**Work to complete:** Copy word for word the part that opens with the line containing "job: give the outline of every instance of the green" and closes with the line containing "target: green lawn", including both of those lines.

── Information provided

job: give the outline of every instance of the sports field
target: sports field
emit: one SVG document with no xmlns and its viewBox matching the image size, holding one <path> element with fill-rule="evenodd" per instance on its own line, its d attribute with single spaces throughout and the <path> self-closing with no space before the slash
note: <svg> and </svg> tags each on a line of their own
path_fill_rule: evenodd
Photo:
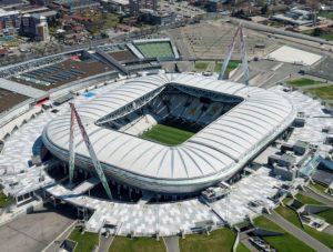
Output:
<svg viewBox="0 0 333 252">
<path fill-rule="evenodd" d="M 164 124 L 157 124 L 151 130 L 143 132 L 141 138 L 168 145 L 178 145 L 186 141 L 193 134 L 193 132 L 186 130 L 181 130 Z"/>
</svg>

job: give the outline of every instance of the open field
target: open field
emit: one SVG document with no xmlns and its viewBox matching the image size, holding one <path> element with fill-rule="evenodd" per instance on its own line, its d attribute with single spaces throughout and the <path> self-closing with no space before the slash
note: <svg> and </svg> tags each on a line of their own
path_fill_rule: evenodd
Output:
<svg viewBox="0 0 333 252">
<path fill-rule="evenodd" d="M 283 216 L 285 220 L 287 220 L 289 222 L 293 223 L 299 229 L 306 232 L 309 235 L 313 236 L 314 239 L 316 239 L 321 243 L 325 244 L 330 249 L 333 249 L 333 243 L 332 243 L 333 235 L 332 234 L 321 232 L 321 231 L 316 231 L 315 229 L 313 229 L 309 225 L 304 225 L 304 229 L 303 229 L 302 223 L 301 223 L 300 219 L 297 218 L 296 212 L 293 211 L 290 208 L 279 206 L 275 211 L 281 216 Z"/>
<path fill-rule="evenodd" d="M 303 194 L 301 194 L 301 193 L 296 194 L 295 196 L 296 196 L 296 199 L 297 199 L 299 201 L 301 201 L 303 204 L 319 204 L 319 205 L 323 205 L 322 202 L 319 202 L 319 201 L 316 201 L 315 199 L 313 199 L 313 198 L 311 198 L 311 196 L 305 196 L 305 195 L 303 195 Z"/>
<path fill-rule="evenodd" d="M 329 209 L 324 212 L 320 212 L 316 215 L 324 218 L 326 222 L 333 225 L 333 209 Z"/>
<path fill-rule="evenodd" d="M 81 234 L 81 228 L 74 228 L 69 239 L 78 242 L 75 252 L 90 252 L 99 244 L 99 235 L 97 233 L 84 232 Z"/>
<path fill-rule="evenodd" d="M 292 85 L 292 87 L 297 88 L 297 87 L 306 87 L 306 85 L 319 84 L 321 82 L 312 80 L 312 79 L 307 79 L 307 78 L 301 78 L 301 79 L 296 79 L 296 80 L 286 81 L 286 83 Z"/>
<path fill-rule="evenodd" d="M 208 62 L 196 61 L 194 63 L 194 70 L 198 72 L 204 72 L 206 70 L 208 65 L 209 65 Z"/>
<path fill-rule="evenodd" d="M 109 252 L 164 252 L 167 251 L 165 245 L 160 239 L 153 238 L 134 238 L 129 239 L 124 236 L 115 236 Z"/>
<path fill-rule="evenodd" d="M 230 72 L 234 70 L 240 63 L 241 63 L 240 60 L 230 60 L 226 67 L 226 71 Z M 216 62 L 214 72 L 220 72 L 221 68 L 222 68 L 222 62 Z"/>
<path fill-rule="evenodd" d="M 285 230 L 268 220 L 264 216 L 259 216 L 254 219 L 254 224 L 268 230 L 276 231 L 283 233 L 283 235 L 279 236 L 265 236 L 263 238 L 268 243 L 270 243 L 278 251 L 284 252 L 294 252 L 294 251 L 314 251 L 312 248 L 307 246 L 304 242 L 300 241 L 292 234 L 287 233 Z"/>
<path fill-rule="evenodd" d="M 322 100 L 333 100 L 333 85 L 309 89 L 307 91 Z"/>
<path fill-rule="evenodd" d="M 315 183 L 315 184 L 310 184 L 309 187 L 316 190 L 316 191 L 319 191 L 319 192 L 321 192 L 321 193 L 323 193 L 323 194 L 326 194 L 325 193 L 326 188 L 322 184 Z"/>
<path fill-rule="evenodd" d="M 13 203 L 12 198 L 8 198 L 3 192 L 0 192 L 0 209 Z"/>
<path fill-rule="evenodd" d="M 220 252 L 232 251 L 235 240 L 235 232 L 229 229 L 220 229 L 205 234 L 191 234 L 185 239 L 180 239 L 179 245 L 181 252 Z"/>
<path fill-rule="evenodd" d="M 236 252 L 251 252 L 242 242 L 239 243 Z"/>
<path fill-rule="evenodd" d="M 181 129 L 176 129 L 169 125 L 157 124 L 151 130 L 143 132 L 141 135 L 143 139 L 153 140 L 168 145 L 178 145 L 194 133 Z"/>
</svg>

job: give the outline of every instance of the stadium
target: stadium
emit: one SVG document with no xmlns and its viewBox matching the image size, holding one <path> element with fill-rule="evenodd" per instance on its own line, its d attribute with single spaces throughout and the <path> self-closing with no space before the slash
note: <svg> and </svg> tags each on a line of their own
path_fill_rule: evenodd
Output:
<svg viewBox="0 0 333 252">
<path fill-rule="evenodd" d="M 274 218 L 309 178 L 330 189 L 332 173 L 319 168 L 332 153 L 332 109 L 285 81 L 326 59 L 275 40 L 264 52 L 255 48 L 264 37 L 248 30 L 248 62 L 246 54 L 231 58 L 230 31 L 221 40 L 208 36 L 209 23 L 195 28 L 200 36 L 182 27 L 181 39 L 179 32 L 142 37 L 0 69 L 0 185 L 12 202 L 0 223 L 27 220 L 39 235 L 28 240 L 39 243 L 30 251 L 46 243 L 44 251 L 56 251 L 61 232 L 71 240 L 64 229 L 78 231 L 83 245 L 85 235 L 101 243 L 110 235 L 181 238 L 191 248 L 191 238 L 202 238 L 193 233 L 230 229 L 236 246 L 248 228 L 258 230 L 258 218 Z M 206 44 L 213 44 L 209 52 Z M 266 58 L 253 58 L 261 53 Z M 57 234 L 46 243 L 39 242 L 42 225 Z M 24 239 L 14 240 L 17 246 L 26 251 Z"/>
<path fill-rule="evenodd" d="M 108 179 L 158 194 L 232 181 L 295 118 L 282 95 L 185 73 L 129 80 L 78 111 Z M 67 163 L 69 133 L 69 112 L 43 131 Z M 75 165 L 93 173 L 82 139 L 75 150 Z"/>
</svg>

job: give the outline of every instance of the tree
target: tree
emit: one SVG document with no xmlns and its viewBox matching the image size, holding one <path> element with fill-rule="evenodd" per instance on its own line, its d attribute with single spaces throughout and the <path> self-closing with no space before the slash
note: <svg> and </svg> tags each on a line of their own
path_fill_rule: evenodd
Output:
<svg viewBox="0 0 333 252">
<path fill-rule="evenodd" d="M 264 4 L 262 8 L 261 8 L 261 13 L 262 14 L 266 14 L 269 12 L 269 6 L 268 4 Z"/>
</svg>

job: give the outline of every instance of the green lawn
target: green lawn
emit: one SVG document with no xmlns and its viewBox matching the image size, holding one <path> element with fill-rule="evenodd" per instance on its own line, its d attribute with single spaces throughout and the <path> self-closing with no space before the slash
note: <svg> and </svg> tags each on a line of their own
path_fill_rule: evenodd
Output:
<svg viewBox="0 0 333 252">
<path fill-rule="evenodd" d="M 204 72 L 208 68 L 208 62 L 196 61 L 194 64 L 194 70 L 199 72 Z"/>
<path fill-rule="evenodd" d="M 235 232 L 229 229 L 220 229 L 205 234 L 191 234 L 179 240 L 181 252 L 228 252 L 232 251 Z"/>
<path fill-rule="evenodd" d="M 304 229 L 303 229 L 303 226 L 300 222 L 300 219 L 297 218 L 296 212 L 293 211 L 290 208 L 279 206 L 275 211 L 281 216 L 283 216 L 285 220 L 293 223 L 299 229 L 302 229 L 307 234 L 310 234 L 311 236 L 313 236 L 314 239 L 316 239 L 317 241 L 320 241 L 321 243 L 325 244 L 326 246 L 329 246 L 330 249 L 333 250 L 333 242 L 332 242 L 333 241 L 333 235 L 332 234 L 321 232 L 321 231 L 316 231 L 315 229 L 313 229 L 309 225 L 304 225 Z"/>
<path fill-rule="evenodd" d="M 284 219 L 286 219 L 289 222 L 302 229 L 302 223 L 297 216 L 297 213 L 292 209 L 280 205 L 279 208 L 275 209 L 275 212 L 279 213 Z"/>
<path fill-rule="evenodd" d="M 326 188 L 324 185 L 322 185 L 322 184 L 317 184 L 317 183 L 312 184 L 311 183 L 311 184 L 309 184 L 309 187 L 312 188 L 312 189 L 314 189 L 315 191 L 322 193 L 322 194 L 326 194 L 325 193 Z"/>
<path fill-rule="evenodd" d="M 320 17 L 324 17 L 327 19 L 333 19 L 333 12 L 321 12 Z"/>
<path fill-rule="evenodd" d="M 157 124 L 151 130 L 143 132 L 141 138 L 153 140 L 168 145 L 178 145 L 186 141 L 194 133 L 190 131 L 176 129 L 169 125 Z"/>
<path fill-rule="evenodd" d="M 300 241 L 292 234 L 287 233 L 285 230 L 276 225 L 274 222 L 268 220 L 264 216 L 259 216 L 254 219 L 254 224 L 268 230 L 276 231 L 283 233 L 279 236 L 264 236 L 263 239 L 270 243 L 278 251 L 283 252 L 309 252 L 314 251 L 312 248 L 307 246 L 304 242 Z"/>
<path fill-rule="evenodd" d="M 320 212 L 316 215 L 324 218 L 326 222 L 333 225 L 333 209 L 329 209 L 324 212 Z"/>
<path fill-rule="evenodd" d="M 309 89 L 307 91 L 322 100 L 333 100 L 333 85 Z"/>
<path fill-rule="evenodd" d="M 6 208 L 11 203 L 13 203 L 13 199 L 6 196 L 3 192 L 0 192 L 0 208 Z"/>
<path fill-rule="evenodd" d="M 319 84 L 321 82 L 312 79 L 301 78 L 296 80 L 286 81 L 286 83 L 293 87 L 305 87 L 305 85 Z"/>
<path fill-rule="evenodd" d="M 164 252 L 165 245 L 160 239 L 115 236 L 109 252 Z"/>
<path fill-rule="evenodd" d="M 236 252 L 251 252 L 251 250 L 248 249 L 242 242 L 239 243 L 236 248 Z"/>
<path fill-rule="evenodd" d="M 297 194 L 295 195 L 295 198 L 296 198 L 299 201 L 301 201 L 303 204 L 320 204 L 320 205 L 323 205 L 322 202 L 316 201 L 315 199 L 313 199 L 313 198 L 311 198 L 311 196 L 305 196 L 305 195 L 303 195 L 303 194 L 301 194 L 301 193 L 297 193 Z"/>
<path fill-rule="evenodd" d="M 147 42 L 135 44 L 145 58 L 172 58 L 174 57 L 169 41 Z"/>
<path fill-rule="evenodd" d="M 99 235 L 97 233 L 84 232 L 81 234 L 81 228 L 79 226 L 74 228 L 68 238 L 78 242 L 77 252 L 91 252 L 99 244 Z"/>
</svg>

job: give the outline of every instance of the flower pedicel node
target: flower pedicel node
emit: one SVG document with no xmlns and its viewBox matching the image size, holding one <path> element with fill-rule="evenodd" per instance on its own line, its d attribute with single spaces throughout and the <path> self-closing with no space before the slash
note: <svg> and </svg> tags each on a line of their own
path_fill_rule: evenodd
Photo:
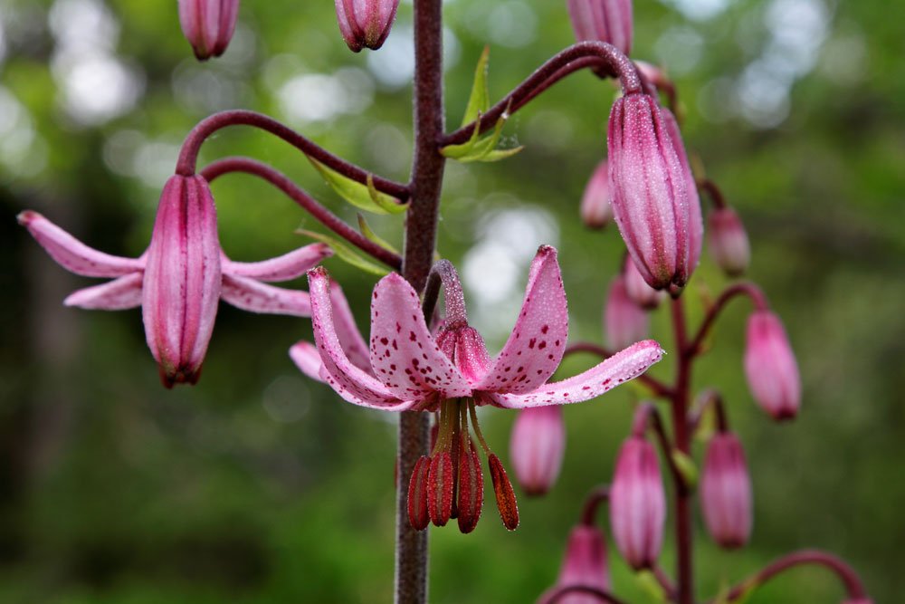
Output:
<svg viewBox="0 0 905 604">
<path fill-rule="evenodd" d="M 418 461 L 409 484 L 409 519 L 417 529 L 429 522 L 443 525 L 451 518 L 458 518 L 462 532 L 477 524 L 483 479 L 469 431 L 471 419 L 487 457 L 503 524 L 512 530 L 519 523 L 515 494 L 481 433 L 475 407 L 529 408 L 588 400 L 642 374 L 661 360 L 662 350 L 652 340 L 640 341 L 584 373 L 548 383 L 562 360 L 568 331 L 554 248 L 538 251 L 515 328 L 492 360 L 481 335 L 468 324 L 455 269 L 441 261 L 434 273 L 443 281 L 446 302 L 445 321 L 436 335 L 424 321 L 417 293 L 403 277 L 394 273 L 377 283 L 371 300 L 369 363 L 364 366 L 342 343 L 363 342 L 360 335 L 348 333 L 354 326 L 348 308 L 332 303 L 324 269 L 310 271 L 317 348 L 300 342 L 291 355 L 302 371 L 326 381 L 355 405 L 439 414 L 437 442 L 431 455 Z"/>
</svg>

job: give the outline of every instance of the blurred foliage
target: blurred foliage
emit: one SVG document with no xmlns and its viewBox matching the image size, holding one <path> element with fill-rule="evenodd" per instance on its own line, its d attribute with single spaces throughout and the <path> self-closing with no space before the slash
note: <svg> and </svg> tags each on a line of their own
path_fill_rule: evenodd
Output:
<svg viewBox="0 0 905 604">
<path fill-rule="evenodd" d="M 695 381 L 729 401 L 755 483 L 755 532 L 750 547 L 724 553 L 699 531 L 701 598 L 805 546 L 850 561 L 877 602 L 905 590 L 903 15 L 880 0 L 635 3 L 634 56 L 672 70 L 686 143 L 748 225 L 750 277 L 785 318 L 805 382 L 797 421 L 767 421 L 742 379 L 748 308 L 735 302 Z M 495 100 L 572 41 L 562 2 L 456 0 L 446 17 L 450 124 L 485 44 Z M 0 601 L 390 600 L 395 418 L 340 403 L 295 370 L 286 350 L 310 337 L 309 323 L 224 306 L 199 385 L 167 391 L 138 313 L 62 308 L 86 280 L 56 266 L 14 216 L 38 209 L 100 249 L 140 254 L 180 140 L 227 107 L 274 115 L 405 180 L 411 19 L 404 3 L 386 46 L 352 54 L 331 3 L 245 0 L 226 54 L 196 64 L 172 1 L 0 2 Z M 504 146 L 521 153 L 448 167 L 440 250 L 461 263 L 491 350 L 541 243 L 560 251 L 573 340 L 601 339 L 622 244 L 612 227 L 586 231 L 577 200 L 605 152 L 614 94 L 576 74 L 506 125 Z M 233 154 L 273 164 L 355 222 L 288 146 L 235 128 L 205 144 L 202 159 Z M 298 227 L 316 227 L 246 177 L 214 191 L 236 259 L 284 252 L 300 244 Z M 369 221 L 401 243 L 400 218 Z M 494 255 L 500 241 L 520 251 Z M 376 278 L 327 265 L 365 326 Z M 724 283 L 705 258 L 688 292 L 692 321 Z M 663 311 L 653 330 L 670 349 Z M 570 360 L 562 372 L 591 361 Z M 653 373 L 668 376 L 670 363 Z M 432 601 L 526 602 L 549 586 L 641 393 L 626 387 L 567 409 L 559 484 L 545 499 L 522 497 L 518 532 L 506 532 L 490 503 L 471 535 L 432 530 Z M 482 417 L 505 459 L 513 415 Z M 614 551 L 610 560 L 617 591 L 646 601 Z M 802 569 L 750 601 L 842 596 L 824 571 Z"/>
</svg>

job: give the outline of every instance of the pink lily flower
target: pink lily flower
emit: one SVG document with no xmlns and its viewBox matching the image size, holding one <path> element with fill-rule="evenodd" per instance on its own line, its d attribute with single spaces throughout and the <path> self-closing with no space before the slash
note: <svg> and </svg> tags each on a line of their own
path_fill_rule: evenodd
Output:
<svg viewBox="0 0 905 604">
<path fill-rule="evenodd" d="M 317 375 L 354 405 L 385 411 L 439 412 L 437 444 L 432 455 L 416 466 L 411 482 L 409 511 L 415 528 L 426 527 L 428 518 L 436 525 L 445 524 L 463 504 L 472 516 L 475 513 L 473 498 L 462 502 L 462 497 L 457 501 L 454 496 L 473 490 L 462 484 L 463 474 L 474 481 L 471 417 L 488 458 L 503 523 L 512 530 L 518 525 L 512 486 L 481 434 L 475 407 L 529 408 L 595 398 L 645 371 L 661 360 L 662 350 L 653 340 L 641 341 L 582 374 L 548 383 L 562 360 L 568 331 L 556 250 L 541 246 L 538 251 L 519 319 L 494 360 L 481 335 L 468 325 L 455 270 L 444 262 L 434 270 L 443 280 L 446 302 L 445 321 L 435 335 L 424 321 L 418 294 L 402 276 L 390 273 L 377 283 L 371 300 L 367 366 L 361 362 L 358 344 L 351 349 L 357 362 L 343 345 L 343 340 L 364 340 L 348 334 L 354 323 L 349 324 L 342 304 L 336 305 L 327 272 L 310 271 L 316 350 L 301 342 L 293 347 L 291 356 L 306 374 Z M 480 514 L 480 507 L 476 513 Z M 460 517 L 460 529 L 467 532 L 463 523 L 471 530 L 476 522 L 469 517 L 462 523 Z"/>
<path fill-rule="evenodd" d="M 197 381 L 218 300 L 252 312 L 310 316 L 307 292 L 262 282 L 294 279 L 333 254 L 314 244 L 262 262 L 230 260 L 220 248 L 214 197 L 200 176 L 175 176 L 167 182 L 151 244 L 138 258 L 90 248 L 37 212 L 22 212 L 18 220 L 63 268 L 112 279 L 73 292 L 63 301 L 66 306 L 141 306 L 148 345 L 167 388 Z"/>
</svg>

────

**Task solution:**
job: give the outline of every instance of the green lawn
target: green lawn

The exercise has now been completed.